=== Raw records ===
* BEGIN *
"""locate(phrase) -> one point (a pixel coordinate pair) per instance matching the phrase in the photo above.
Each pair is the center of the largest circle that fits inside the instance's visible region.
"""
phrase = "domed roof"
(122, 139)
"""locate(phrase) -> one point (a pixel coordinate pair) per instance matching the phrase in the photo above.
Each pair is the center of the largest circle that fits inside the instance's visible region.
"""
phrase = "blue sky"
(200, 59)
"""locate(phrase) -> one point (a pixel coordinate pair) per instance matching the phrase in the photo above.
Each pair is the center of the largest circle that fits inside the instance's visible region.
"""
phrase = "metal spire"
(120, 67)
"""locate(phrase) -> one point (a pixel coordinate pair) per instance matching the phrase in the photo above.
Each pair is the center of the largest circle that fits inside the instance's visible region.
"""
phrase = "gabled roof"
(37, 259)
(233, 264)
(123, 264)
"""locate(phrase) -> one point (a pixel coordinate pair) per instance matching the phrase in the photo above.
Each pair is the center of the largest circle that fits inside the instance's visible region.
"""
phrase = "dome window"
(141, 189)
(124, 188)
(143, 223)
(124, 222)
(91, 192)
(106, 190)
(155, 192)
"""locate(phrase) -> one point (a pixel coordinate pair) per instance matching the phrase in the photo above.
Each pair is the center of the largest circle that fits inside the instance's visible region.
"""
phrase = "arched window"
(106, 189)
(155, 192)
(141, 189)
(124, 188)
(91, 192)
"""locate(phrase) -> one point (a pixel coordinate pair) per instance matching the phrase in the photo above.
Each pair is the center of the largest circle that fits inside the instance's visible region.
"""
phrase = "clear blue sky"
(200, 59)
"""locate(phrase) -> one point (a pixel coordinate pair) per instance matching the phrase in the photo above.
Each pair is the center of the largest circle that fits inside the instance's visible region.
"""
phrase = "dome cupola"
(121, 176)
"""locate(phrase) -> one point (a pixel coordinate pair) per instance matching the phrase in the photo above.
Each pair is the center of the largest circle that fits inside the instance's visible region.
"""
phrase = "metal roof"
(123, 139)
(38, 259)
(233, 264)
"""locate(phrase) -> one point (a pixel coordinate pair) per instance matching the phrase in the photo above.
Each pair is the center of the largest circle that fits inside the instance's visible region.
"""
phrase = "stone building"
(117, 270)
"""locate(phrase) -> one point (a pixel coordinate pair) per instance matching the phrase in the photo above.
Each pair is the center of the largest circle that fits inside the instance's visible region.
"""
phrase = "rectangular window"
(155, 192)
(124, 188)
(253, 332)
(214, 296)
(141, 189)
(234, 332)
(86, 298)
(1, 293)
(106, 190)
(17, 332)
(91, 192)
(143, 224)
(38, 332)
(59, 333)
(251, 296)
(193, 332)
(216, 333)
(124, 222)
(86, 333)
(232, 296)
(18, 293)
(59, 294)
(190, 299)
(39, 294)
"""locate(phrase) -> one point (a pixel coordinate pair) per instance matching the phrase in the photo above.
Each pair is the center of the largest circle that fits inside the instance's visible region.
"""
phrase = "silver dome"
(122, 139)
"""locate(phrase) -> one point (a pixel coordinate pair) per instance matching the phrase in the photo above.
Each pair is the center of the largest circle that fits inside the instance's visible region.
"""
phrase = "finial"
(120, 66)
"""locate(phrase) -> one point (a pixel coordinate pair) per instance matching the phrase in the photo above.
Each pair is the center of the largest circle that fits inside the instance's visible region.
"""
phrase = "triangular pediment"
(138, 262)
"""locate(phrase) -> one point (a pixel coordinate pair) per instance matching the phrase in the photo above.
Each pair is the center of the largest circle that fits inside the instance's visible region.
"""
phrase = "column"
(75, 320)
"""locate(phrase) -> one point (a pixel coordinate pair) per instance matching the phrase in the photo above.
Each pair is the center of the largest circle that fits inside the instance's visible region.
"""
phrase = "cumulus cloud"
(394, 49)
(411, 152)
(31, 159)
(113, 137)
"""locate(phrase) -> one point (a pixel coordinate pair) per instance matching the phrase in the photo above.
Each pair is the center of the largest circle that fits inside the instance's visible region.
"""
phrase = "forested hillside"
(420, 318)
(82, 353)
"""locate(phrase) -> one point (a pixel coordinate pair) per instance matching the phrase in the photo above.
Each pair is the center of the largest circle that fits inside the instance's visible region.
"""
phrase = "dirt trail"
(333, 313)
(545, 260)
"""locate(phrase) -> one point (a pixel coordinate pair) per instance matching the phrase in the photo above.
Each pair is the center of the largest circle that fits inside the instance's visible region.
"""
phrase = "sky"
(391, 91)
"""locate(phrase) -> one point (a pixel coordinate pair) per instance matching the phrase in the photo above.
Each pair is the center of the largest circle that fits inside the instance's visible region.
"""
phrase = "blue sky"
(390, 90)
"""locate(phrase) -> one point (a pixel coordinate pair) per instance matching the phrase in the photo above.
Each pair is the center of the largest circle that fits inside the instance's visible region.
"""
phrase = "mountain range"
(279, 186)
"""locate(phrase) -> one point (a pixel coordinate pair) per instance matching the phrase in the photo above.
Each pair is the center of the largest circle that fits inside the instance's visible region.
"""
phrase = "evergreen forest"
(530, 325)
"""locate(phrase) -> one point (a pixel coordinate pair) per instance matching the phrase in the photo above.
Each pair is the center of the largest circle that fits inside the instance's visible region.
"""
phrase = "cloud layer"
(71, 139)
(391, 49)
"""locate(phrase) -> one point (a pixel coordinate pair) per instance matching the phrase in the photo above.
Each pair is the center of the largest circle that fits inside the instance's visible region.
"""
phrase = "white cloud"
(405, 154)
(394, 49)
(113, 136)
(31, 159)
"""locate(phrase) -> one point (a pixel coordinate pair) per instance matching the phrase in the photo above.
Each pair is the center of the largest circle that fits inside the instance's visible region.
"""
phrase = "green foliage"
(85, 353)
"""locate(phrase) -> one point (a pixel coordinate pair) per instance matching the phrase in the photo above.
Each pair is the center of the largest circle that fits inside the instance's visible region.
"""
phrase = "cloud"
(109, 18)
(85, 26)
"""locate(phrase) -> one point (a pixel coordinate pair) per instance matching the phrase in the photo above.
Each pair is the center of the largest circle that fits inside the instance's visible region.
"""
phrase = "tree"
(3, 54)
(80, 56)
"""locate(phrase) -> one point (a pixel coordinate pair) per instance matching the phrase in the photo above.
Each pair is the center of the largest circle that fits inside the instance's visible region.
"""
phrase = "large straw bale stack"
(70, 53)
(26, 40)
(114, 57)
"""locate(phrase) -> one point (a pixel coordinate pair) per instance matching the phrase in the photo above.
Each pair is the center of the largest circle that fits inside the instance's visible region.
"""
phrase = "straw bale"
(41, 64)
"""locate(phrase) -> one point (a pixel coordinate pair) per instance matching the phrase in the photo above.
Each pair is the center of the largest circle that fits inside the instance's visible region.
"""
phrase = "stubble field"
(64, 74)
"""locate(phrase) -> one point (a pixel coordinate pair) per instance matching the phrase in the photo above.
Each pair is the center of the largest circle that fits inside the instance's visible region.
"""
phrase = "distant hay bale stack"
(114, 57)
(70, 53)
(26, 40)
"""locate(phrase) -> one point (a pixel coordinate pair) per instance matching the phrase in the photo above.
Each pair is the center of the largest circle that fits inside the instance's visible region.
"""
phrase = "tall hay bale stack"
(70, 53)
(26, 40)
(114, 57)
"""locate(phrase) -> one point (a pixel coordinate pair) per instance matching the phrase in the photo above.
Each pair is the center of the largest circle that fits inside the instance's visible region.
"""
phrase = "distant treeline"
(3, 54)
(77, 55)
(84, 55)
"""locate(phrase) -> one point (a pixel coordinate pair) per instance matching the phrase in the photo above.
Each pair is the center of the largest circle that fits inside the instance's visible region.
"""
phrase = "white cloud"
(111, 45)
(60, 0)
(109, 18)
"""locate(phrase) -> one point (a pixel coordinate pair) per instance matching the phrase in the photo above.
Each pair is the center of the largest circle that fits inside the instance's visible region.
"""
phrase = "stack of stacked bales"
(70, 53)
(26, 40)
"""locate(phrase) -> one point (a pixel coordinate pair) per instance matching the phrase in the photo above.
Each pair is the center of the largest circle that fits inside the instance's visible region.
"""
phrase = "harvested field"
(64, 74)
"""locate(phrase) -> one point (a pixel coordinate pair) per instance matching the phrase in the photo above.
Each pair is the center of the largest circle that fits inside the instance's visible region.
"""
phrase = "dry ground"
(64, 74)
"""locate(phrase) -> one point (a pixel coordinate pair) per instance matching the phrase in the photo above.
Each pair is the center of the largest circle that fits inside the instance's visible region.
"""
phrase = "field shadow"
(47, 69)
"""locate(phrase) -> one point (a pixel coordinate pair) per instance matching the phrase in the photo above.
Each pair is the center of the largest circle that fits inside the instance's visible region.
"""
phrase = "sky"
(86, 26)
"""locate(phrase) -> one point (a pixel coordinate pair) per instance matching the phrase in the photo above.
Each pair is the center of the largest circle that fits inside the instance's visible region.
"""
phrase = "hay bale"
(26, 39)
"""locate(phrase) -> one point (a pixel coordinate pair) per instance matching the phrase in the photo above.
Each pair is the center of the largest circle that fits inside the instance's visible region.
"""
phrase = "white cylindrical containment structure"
* END *
* BEGIN *
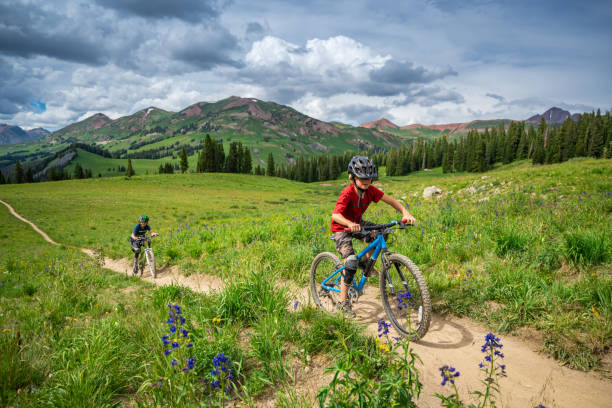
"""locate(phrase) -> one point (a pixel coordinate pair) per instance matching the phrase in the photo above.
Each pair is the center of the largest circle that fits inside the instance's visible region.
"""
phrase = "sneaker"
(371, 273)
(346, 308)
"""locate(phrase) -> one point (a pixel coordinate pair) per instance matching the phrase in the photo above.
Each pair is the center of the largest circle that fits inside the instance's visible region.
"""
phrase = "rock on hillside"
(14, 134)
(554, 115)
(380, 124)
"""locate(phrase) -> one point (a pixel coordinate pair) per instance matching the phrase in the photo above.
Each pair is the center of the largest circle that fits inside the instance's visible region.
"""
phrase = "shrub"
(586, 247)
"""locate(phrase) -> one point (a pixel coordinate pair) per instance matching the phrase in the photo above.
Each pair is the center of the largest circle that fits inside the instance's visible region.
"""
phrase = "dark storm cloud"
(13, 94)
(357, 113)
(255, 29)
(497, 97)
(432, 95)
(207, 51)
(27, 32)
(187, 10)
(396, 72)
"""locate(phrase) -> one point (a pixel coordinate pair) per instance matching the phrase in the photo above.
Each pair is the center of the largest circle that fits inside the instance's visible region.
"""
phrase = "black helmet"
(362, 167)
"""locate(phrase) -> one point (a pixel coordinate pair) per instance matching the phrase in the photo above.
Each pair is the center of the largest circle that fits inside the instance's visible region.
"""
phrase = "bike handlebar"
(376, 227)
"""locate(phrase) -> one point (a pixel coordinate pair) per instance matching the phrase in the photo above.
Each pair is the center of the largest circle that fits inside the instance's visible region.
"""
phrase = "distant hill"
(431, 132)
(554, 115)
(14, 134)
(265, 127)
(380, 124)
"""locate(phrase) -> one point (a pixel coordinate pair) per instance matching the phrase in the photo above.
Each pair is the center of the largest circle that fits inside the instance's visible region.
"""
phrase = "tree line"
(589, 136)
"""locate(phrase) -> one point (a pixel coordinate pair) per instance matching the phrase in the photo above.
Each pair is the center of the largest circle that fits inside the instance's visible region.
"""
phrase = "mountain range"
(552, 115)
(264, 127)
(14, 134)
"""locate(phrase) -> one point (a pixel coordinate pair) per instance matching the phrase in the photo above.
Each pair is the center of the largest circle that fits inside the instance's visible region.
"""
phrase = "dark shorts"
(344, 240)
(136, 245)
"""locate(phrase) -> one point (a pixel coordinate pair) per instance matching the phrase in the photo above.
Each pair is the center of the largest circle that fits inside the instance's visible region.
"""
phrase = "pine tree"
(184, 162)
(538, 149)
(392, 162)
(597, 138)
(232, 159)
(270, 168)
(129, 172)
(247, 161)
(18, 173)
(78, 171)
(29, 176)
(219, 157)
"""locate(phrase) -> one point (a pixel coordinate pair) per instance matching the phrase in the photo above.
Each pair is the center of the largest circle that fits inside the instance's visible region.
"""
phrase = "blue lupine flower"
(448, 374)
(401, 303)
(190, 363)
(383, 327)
* END *
* BEGIN *
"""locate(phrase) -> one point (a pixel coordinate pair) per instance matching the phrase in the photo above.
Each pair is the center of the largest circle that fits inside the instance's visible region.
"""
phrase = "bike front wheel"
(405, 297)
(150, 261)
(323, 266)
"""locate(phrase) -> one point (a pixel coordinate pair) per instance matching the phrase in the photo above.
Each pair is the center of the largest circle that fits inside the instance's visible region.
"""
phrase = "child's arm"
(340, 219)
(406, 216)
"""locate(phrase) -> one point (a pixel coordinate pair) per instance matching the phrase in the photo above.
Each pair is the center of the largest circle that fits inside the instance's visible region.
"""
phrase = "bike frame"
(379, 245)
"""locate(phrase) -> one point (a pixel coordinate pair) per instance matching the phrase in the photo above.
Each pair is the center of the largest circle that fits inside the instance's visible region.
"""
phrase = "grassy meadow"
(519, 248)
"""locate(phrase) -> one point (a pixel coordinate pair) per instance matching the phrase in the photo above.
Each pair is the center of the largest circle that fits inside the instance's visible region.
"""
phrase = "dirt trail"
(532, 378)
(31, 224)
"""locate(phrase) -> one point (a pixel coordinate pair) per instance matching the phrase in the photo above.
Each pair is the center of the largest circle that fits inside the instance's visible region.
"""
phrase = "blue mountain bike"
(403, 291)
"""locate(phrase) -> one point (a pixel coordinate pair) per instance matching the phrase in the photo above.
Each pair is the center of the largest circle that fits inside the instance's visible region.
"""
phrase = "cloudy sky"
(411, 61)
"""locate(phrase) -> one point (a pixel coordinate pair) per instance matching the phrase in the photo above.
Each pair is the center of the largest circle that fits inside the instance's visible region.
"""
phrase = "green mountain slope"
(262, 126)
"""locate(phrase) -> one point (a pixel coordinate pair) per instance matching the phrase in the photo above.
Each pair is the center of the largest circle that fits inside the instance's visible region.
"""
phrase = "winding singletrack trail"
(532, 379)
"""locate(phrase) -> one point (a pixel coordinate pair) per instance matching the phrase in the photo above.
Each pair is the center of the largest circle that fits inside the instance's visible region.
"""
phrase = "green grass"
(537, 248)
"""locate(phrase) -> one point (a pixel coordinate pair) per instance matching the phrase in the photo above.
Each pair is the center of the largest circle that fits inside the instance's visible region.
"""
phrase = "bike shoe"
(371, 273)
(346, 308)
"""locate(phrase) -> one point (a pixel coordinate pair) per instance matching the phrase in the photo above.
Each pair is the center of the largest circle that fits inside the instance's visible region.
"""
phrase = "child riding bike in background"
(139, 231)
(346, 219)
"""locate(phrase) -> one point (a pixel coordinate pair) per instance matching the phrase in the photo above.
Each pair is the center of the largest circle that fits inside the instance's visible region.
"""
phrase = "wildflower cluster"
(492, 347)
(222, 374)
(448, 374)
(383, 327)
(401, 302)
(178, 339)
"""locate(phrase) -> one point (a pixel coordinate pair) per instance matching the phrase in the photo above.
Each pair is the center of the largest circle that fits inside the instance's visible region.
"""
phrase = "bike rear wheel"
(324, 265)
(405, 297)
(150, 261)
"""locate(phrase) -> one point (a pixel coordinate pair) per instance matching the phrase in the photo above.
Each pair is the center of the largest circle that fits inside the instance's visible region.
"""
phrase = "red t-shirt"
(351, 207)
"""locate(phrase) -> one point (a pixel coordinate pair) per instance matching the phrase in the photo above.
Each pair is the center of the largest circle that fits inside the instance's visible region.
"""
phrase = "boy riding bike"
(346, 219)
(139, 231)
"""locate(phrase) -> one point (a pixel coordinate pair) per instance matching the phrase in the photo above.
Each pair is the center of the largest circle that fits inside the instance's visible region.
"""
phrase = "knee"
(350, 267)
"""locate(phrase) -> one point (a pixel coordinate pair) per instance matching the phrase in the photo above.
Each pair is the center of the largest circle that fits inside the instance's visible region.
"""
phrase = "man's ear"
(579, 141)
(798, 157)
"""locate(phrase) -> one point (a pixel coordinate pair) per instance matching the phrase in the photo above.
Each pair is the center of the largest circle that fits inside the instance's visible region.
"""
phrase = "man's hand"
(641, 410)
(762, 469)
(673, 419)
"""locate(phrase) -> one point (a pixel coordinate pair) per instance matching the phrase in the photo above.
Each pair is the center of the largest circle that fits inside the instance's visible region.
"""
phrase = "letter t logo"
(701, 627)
* END *
=== What you will do ===
List every line of the material above that contains the string "field".

=== Solution to the exercise ===
phrase = "stubble field"
phrase = "harvested field"
phrase = "field shadow"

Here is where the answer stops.